▶ [WHAT YOU ARE ASKED TO DO] Extract every line of the entries below that contains the string "surface", treating uppercase and lowercase as different.

▶ [Rows from a pointing dataset]
______________________________

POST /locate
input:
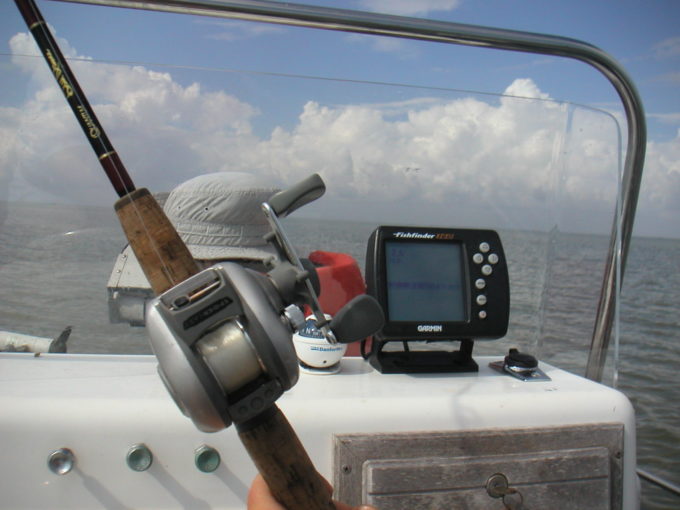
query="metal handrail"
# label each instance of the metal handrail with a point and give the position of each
(455, 33)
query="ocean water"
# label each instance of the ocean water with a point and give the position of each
(55, 262)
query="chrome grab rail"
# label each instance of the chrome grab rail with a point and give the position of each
(455, 33)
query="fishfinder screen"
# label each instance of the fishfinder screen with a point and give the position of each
(425, 281)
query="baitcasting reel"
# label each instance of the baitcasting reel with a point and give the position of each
(223, 338)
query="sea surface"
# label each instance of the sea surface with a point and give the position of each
(56, 260)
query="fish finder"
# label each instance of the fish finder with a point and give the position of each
(436, 285)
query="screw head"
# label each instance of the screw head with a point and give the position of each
(61, 461)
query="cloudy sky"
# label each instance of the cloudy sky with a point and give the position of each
(180, 96)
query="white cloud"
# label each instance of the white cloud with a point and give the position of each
(499, 162)
(667, 48)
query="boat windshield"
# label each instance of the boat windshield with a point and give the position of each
(396, 145)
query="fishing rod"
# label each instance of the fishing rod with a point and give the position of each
(162, 254)
(258, 332)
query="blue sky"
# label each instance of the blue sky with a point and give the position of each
(643, 36)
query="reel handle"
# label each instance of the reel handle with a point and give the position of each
(285, 202)
(283, 462)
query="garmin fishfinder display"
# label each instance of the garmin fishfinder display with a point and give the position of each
(425, 281)
(438, 283)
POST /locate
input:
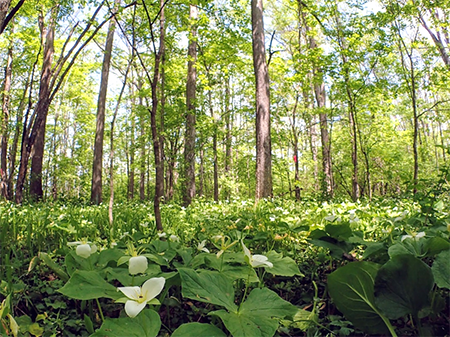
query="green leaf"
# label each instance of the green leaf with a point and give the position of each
(441, 270)
(146, 324)
(53, 266)
(374, 248)
(305, 319)
(435, 245)
(282, 266)
(198, 330)
(265, 302)
(88, 285)
(255, 317)
(108, 255)
(247, 325)
(340, 232)
(352, 289)
(209, 287)
(88, 324)
(402, 286)
(240, 272)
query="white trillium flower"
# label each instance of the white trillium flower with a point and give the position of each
(84, 249)
(138, 297)
(174, 238)
(256, 260)
(201, 247)
(137, 264)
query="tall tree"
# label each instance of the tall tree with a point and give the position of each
(47, 33)
(263, 140)
(97, 165)
(6, 88)
(191, 88)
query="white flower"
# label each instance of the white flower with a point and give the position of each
(137, 264)
(84, 249)
(256, 260)
(138, 297)
(174, 238)
(201, 247)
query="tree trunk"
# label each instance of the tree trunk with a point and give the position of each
(97, 166)
(191, 87)
(263, 141)
(215, 166)
(41, 111)
(5, 120)
(4, 6)
(132, 147)
(157, 148)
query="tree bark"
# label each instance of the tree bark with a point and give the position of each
(97, 165)
(263, 140)
(191, 87)
(5, 121)
(157, 147)
(41, 111)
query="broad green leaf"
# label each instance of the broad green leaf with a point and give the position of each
(53, 266)
(441, 270)
(198, 330)
(247, 325)
(402, 286)
(108, 255)
(341, 231)
(435, 245)
(88, 285)
(374, 248)
(282, 266)
(305, 319)
(208, 286)
(352, 289)
(265, 302)
(146, 324)
(240, 272)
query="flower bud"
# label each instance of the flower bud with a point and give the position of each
(137, 265)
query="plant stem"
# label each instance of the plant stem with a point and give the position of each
(100, 310)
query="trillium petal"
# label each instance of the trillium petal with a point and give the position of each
(419, 235)
(137, 265)
(84, 250)
(246, 251)
(131, 292)
(174, 238)
(133, 308)
(261, 260)
(74, 243)
(151, 288)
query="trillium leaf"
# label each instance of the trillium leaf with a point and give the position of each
(282, 266)
(255, 317)
(441, 270)
(265, 302)
(197, 330)
(435, 245)
(352, 289)
(402, 286)
(88, 285)
(248, 324)
(146, 324)
(209, 287)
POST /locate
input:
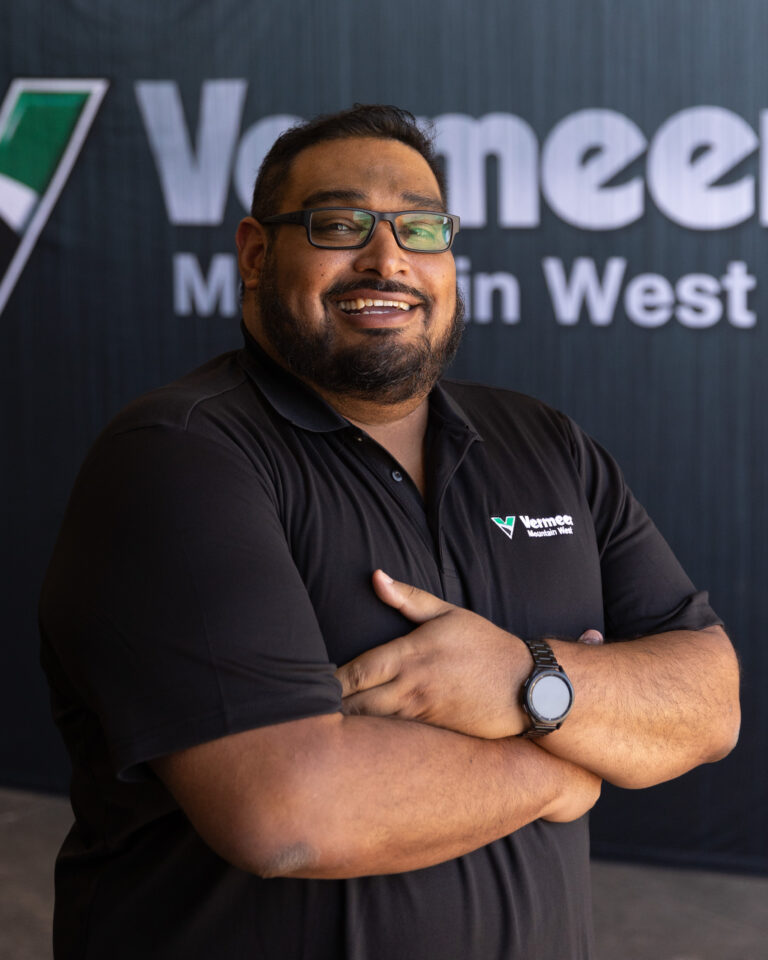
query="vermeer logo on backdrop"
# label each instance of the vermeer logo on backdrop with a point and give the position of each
(43, 125)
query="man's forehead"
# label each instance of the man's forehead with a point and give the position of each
(354, 171)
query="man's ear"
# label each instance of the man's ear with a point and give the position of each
(251, 238)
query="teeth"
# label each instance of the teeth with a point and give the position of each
(359, 303)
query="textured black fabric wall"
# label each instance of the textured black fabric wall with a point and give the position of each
(606, 160)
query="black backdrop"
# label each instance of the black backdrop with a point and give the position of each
(609, 165)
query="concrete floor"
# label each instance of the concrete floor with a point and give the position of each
(641, 913)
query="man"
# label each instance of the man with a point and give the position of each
(318, 498)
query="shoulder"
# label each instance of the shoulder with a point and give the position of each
(208, 392)
(497, 411)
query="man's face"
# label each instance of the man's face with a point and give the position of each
(309, 312)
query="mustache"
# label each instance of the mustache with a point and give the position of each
(380, 286)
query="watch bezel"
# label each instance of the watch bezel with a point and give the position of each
(551, 723)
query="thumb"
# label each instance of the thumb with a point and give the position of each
(417, 605)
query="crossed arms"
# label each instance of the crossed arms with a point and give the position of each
(372, 791)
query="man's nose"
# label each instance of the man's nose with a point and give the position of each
(382, 254)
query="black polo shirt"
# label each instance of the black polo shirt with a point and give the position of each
(214, 565)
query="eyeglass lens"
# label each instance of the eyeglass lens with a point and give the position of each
(349, 228)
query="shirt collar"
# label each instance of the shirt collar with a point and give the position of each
(298, 403)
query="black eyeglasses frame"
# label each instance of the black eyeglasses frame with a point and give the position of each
(303, 217)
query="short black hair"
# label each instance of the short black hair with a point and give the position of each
(381, 121)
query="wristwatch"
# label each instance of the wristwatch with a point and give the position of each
(547, 694)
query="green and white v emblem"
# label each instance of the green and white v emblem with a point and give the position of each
(506, 526)
(43, 125)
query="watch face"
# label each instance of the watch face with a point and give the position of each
(550, 696)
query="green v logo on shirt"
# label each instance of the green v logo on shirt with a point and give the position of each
(506, 526)
(43, 125)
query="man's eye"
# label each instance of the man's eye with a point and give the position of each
(335, 226)
(421, 230)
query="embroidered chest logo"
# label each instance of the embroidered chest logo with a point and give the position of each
(562, 524)
(506, 526)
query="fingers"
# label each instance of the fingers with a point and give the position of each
(383, 701)
(371, 669)
(417, 605)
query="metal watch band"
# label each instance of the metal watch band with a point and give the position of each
(543, 659)
(542, 653)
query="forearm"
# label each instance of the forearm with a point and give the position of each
(351, 796)
(648, 710)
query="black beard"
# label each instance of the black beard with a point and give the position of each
(381, 368)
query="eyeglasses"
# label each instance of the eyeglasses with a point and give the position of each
(348, 228)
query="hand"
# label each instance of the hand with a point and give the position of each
(456, 670)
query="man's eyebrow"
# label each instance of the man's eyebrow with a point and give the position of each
(424, 202)
(344, 197)
(348, 198)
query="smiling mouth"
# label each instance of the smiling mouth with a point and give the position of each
(368, 305)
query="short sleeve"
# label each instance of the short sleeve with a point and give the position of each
(172, 601)
(645, 590)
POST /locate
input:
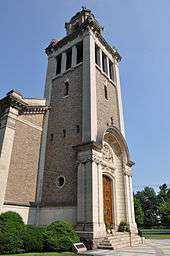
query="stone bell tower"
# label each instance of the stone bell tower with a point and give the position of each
(85, 168)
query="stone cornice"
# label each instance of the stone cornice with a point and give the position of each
(88, 25)
(20, 105)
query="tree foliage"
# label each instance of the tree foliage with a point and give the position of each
(11, 230)
(139, 213)
(151, 208)
(60, 236)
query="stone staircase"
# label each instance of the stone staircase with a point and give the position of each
(119, 240)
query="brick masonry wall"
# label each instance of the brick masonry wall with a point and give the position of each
(60, 156)
(106, 108)
(22, 178)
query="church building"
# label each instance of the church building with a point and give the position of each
(65, 156)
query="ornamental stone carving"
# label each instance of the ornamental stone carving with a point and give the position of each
(107, 154)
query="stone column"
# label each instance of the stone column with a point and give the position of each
(81, 193)
(127, 195)
(100, 198)
(101, 63)
(108, 70)
(7, 138)
(51, 71)
(120, 106)
(132, 204)
(63, 62)
(89, 202)
(74, 56)
(129, 199)
(89, 108)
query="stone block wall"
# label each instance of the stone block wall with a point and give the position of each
(23, 170)
(65, 114)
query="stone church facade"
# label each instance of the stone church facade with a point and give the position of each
(66, 156)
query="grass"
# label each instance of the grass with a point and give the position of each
(156, 233)
(43, 254)
(157, 236)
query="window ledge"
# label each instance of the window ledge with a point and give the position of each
(68, 70)
(110, 80)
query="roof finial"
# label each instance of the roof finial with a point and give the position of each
(83, 8)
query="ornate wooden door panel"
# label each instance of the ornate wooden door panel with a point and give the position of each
(107, 200)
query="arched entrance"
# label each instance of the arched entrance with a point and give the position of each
(107, 200)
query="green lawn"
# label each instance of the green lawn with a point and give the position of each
(157, 236)
(155, 233)
(43, 254)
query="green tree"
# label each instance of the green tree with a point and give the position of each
(139, 214)
(165, 213)
(150, 206)
(11, 230)
(164, 194)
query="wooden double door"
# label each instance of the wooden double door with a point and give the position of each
(107, 200)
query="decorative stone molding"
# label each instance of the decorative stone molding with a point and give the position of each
(107, 153)
(16, 101)
(127, 170)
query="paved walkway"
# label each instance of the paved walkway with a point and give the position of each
(150, 248)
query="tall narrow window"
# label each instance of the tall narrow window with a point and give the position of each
(68, 58)
(64, 133)
(105, 92)
(78, 128)
(51, 137)
(58, 59)
(97, 55)
(104, 62)
(111, 70)
(66, 88)
(111, 121)
(79, 52)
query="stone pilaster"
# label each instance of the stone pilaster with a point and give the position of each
(51, 71)
(74, 56)
(120, 106)
(90, 221)
(130, 216)
(7, 138)
(63, 62)
(89, 105)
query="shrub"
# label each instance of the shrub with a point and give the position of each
(123, 227)
(60, 236)
(11, 230)
(33, 238)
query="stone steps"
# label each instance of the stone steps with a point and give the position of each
(119, 240)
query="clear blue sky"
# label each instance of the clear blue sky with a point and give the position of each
(139, 29)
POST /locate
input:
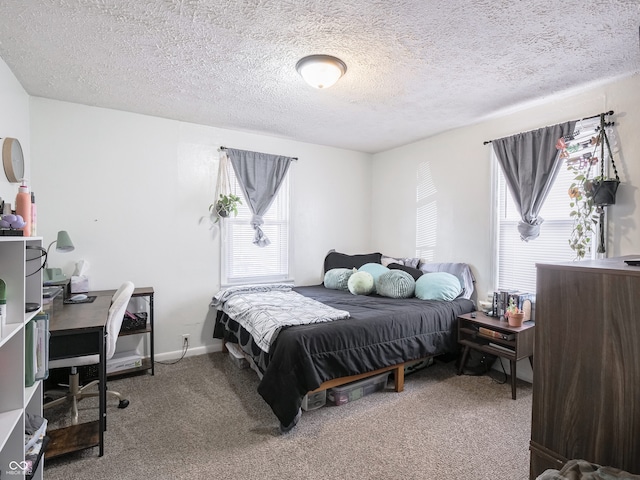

______________________________

▶ [CORRECT RESULT]
query="sea surface"
# label each instance of the sea surface with a point and give the position of each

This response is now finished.